Records for this task —
┏━━
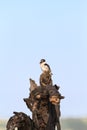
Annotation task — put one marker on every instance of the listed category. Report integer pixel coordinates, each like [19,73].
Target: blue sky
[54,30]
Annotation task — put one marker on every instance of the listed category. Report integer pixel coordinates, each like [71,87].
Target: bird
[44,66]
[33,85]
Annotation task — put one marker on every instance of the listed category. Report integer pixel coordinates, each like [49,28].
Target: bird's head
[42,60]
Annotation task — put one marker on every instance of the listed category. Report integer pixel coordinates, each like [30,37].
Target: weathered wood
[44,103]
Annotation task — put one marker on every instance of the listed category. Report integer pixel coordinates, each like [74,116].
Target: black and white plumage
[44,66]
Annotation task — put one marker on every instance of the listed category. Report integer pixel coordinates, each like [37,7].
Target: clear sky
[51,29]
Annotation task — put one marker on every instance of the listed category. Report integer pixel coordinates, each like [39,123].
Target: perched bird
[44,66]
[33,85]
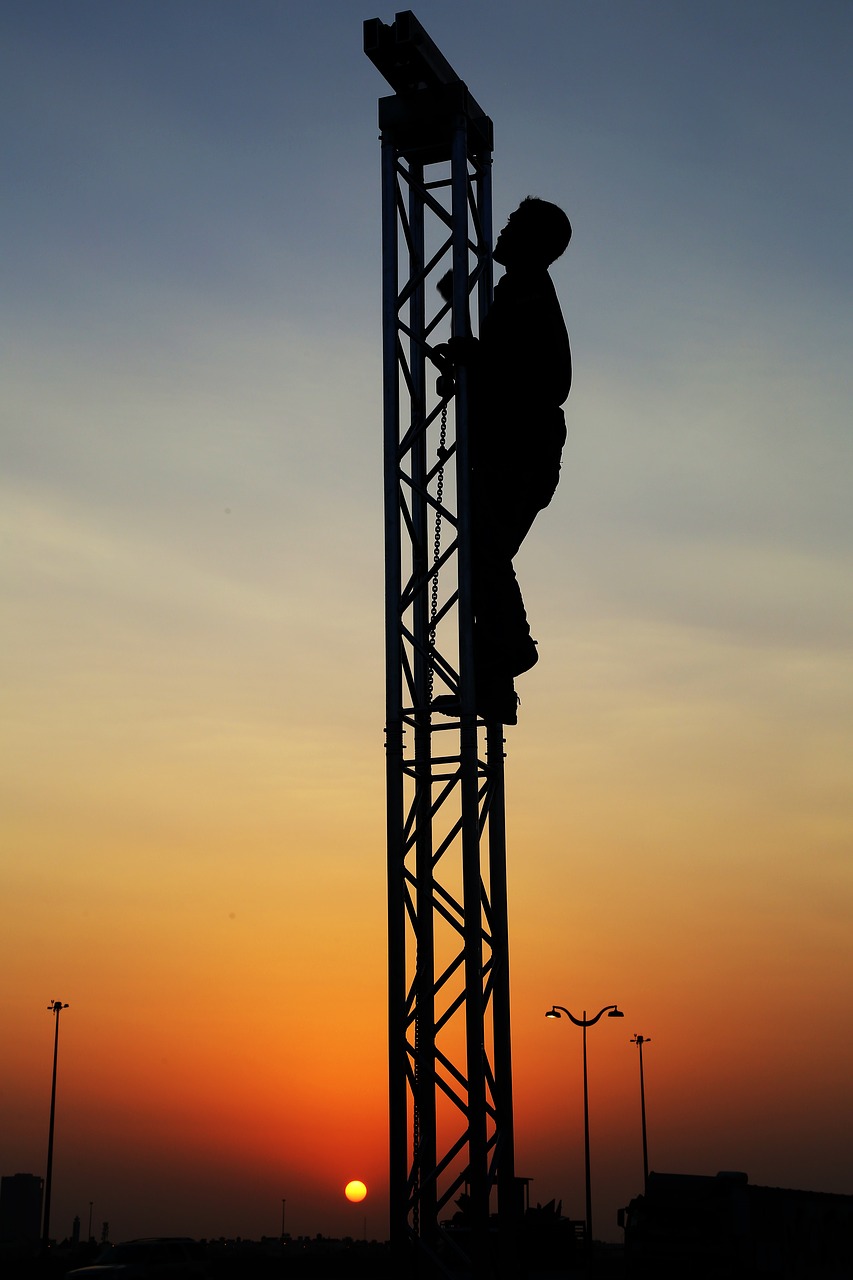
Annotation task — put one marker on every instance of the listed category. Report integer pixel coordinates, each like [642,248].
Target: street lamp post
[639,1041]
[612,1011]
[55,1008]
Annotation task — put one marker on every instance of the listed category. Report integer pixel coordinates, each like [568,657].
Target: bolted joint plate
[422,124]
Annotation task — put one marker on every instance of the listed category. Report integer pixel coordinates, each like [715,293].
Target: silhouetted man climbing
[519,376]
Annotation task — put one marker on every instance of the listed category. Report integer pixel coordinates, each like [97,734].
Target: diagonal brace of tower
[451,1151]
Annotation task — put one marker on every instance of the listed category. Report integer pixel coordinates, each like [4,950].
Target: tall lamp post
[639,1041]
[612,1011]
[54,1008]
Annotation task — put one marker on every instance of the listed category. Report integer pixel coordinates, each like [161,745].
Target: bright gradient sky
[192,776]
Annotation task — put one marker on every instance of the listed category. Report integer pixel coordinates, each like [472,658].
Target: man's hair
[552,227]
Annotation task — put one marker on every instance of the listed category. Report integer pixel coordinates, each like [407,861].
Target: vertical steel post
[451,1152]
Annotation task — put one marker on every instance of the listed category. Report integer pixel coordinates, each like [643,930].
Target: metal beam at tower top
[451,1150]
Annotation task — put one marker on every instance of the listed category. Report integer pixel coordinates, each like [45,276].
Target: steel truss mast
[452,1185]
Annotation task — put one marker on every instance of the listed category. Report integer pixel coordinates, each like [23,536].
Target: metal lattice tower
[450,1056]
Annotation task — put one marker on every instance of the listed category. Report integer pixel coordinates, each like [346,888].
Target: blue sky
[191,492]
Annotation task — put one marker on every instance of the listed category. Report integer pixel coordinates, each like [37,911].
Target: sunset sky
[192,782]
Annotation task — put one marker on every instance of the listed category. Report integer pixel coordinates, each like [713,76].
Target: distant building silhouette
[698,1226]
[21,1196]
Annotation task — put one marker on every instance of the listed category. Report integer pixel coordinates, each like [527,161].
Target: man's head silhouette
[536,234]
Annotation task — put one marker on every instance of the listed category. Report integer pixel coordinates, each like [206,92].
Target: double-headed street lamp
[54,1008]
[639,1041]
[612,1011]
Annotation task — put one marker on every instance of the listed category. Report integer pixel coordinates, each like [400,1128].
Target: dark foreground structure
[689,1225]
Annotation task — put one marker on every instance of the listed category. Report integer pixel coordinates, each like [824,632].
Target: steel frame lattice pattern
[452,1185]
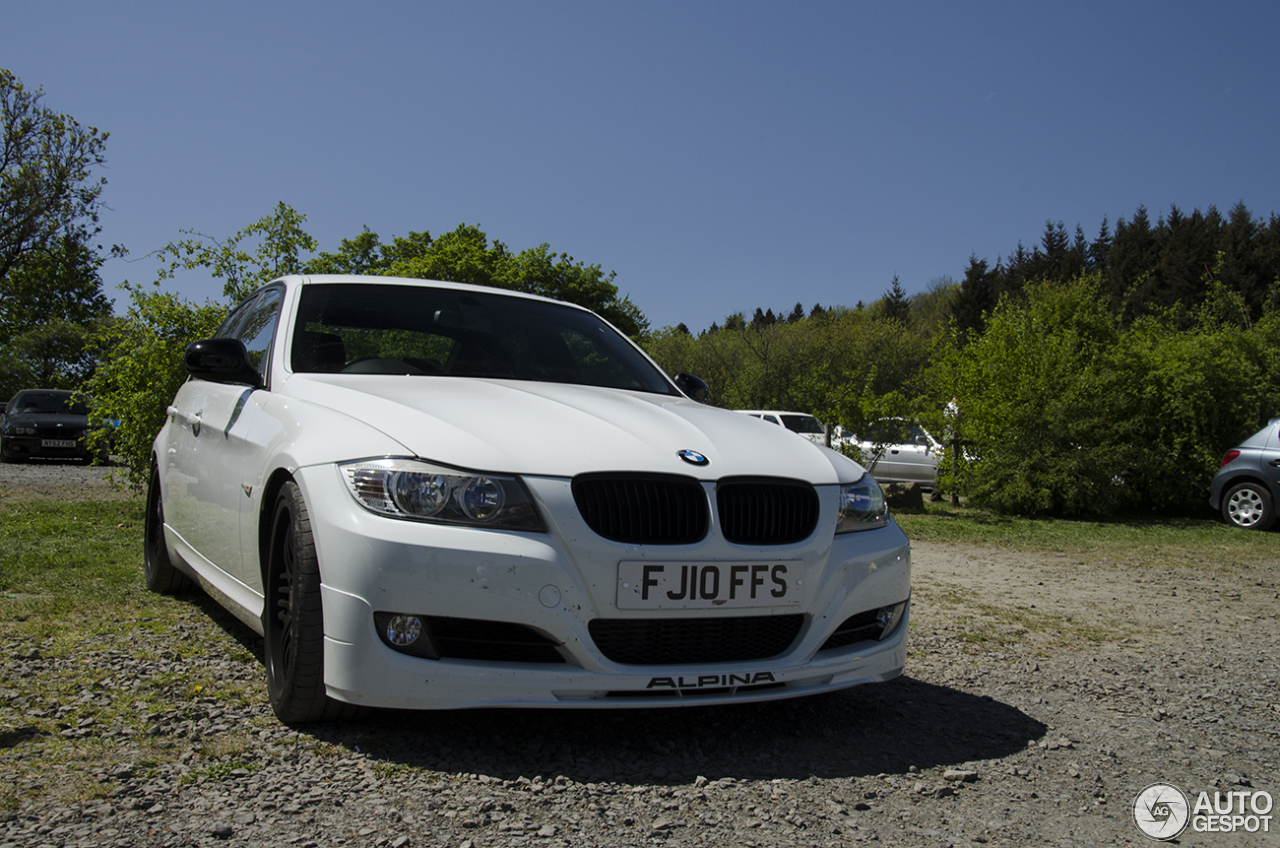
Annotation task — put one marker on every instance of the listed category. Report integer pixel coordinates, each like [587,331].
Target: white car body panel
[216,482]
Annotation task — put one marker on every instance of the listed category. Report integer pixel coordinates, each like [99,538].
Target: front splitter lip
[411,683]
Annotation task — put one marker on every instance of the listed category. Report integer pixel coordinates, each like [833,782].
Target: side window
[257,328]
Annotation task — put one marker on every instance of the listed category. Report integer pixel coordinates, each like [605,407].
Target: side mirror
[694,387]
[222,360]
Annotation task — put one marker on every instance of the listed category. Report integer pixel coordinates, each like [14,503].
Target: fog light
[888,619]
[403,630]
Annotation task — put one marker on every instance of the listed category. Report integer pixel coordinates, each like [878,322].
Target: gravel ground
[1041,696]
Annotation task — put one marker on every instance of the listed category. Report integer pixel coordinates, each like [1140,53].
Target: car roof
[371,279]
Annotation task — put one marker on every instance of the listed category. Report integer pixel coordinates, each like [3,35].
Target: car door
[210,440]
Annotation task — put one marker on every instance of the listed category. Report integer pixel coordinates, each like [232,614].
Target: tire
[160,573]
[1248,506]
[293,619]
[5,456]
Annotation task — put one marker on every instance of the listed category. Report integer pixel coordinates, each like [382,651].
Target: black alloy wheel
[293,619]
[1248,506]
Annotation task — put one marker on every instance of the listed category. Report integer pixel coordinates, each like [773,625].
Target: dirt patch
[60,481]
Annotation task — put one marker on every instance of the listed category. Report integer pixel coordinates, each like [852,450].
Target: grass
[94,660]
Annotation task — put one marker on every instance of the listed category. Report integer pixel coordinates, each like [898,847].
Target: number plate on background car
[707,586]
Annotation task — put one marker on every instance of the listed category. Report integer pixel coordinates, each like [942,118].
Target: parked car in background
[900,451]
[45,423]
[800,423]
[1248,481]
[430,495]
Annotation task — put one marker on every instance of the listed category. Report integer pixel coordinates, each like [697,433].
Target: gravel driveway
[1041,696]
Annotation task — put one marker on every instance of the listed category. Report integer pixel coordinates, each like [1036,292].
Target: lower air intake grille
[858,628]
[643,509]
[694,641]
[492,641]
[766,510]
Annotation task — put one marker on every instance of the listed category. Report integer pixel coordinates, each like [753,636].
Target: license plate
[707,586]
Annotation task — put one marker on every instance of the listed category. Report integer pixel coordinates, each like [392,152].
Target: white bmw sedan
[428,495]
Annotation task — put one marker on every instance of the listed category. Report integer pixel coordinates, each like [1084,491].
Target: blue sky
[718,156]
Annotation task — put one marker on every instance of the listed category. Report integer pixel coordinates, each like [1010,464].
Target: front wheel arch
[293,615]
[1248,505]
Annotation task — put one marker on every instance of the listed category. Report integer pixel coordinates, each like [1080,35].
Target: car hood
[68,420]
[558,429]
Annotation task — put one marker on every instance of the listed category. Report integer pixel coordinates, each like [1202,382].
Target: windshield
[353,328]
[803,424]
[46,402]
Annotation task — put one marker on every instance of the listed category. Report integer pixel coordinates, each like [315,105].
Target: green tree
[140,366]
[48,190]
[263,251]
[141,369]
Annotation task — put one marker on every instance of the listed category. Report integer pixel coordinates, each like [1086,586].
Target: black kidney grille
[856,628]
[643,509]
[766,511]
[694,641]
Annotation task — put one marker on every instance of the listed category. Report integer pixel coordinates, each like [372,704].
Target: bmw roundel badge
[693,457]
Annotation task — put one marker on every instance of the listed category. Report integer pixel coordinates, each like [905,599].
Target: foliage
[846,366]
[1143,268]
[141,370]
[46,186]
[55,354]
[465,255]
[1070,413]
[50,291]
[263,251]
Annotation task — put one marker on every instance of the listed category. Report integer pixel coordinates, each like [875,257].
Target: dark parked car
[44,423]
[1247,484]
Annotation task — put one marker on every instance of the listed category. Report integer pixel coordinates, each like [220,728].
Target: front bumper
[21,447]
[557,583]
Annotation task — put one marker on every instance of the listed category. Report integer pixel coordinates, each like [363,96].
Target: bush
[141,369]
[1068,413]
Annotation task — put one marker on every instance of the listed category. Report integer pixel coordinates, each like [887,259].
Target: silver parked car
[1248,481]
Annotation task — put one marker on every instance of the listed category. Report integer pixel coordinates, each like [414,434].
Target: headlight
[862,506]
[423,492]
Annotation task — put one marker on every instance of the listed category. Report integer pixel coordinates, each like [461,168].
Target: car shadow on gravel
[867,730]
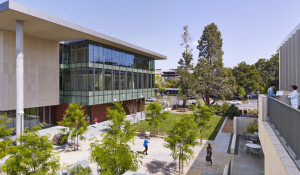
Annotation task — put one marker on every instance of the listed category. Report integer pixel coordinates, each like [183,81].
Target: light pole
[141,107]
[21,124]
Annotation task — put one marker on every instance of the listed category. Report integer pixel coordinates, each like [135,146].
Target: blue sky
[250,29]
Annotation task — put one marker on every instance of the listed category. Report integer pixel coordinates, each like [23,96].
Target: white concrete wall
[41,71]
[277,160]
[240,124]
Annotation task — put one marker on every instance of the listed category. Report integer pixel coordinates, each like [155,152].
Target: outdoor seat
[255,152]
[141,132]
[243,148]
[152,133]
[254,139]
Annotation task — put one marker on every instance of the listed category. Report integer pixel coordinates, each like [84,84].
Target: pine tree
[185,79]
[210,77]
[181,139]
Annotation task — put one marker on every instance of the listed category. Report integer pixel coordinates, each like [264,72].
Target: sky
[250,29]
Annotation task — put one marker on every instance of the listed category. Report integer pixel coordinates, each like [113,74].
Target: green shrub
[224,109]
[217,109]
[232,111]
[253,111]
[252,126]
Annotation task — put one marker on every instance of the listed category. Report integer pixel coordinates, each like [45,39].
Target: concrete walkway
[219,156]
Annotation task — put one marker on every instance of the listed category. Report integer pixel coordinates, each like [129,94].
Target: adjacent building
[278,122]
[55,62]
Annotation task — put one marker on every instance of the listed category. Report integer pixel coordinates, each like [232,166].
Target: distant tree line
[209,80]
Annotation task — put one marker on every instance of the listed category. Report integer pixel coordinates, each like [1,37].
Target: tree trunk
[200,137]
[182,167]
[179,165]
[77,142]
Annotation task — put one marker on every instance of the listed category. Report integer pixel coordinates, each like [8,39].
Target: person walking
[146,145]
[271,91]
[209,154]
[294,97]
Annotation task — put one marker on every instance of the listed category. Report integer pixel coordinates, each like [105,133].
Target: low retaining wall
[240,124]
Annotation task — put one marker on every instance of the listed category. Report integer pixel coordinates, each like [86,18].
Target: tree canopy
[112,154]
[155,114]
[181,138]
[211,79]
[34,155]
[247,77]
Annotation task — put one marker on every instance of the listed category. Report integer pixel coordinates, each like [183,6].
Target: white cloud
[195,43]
┗━━
Exercise goal —
Return the lines word for word, from the line with "each like [105,133]." to the end.

Complete answer —
Annotation task — put one marker on every instance of the listed category. Report integer pixel coordinates, each like [105,133].
Target: low retaining wall
[240,124]
Annotation task — put one marker on every instance of the listed category. Report integer pixel coordinates, each like [86,18].
Target: tree canopy
[112,154]
[155,114]
[181,138]
[211,79]
[34,155]
[247,77]
Annotation task — put one marker on every instance of the listed category. Report integer pixel coordinates, each like [183,6].
Target: white cloud
[195,43]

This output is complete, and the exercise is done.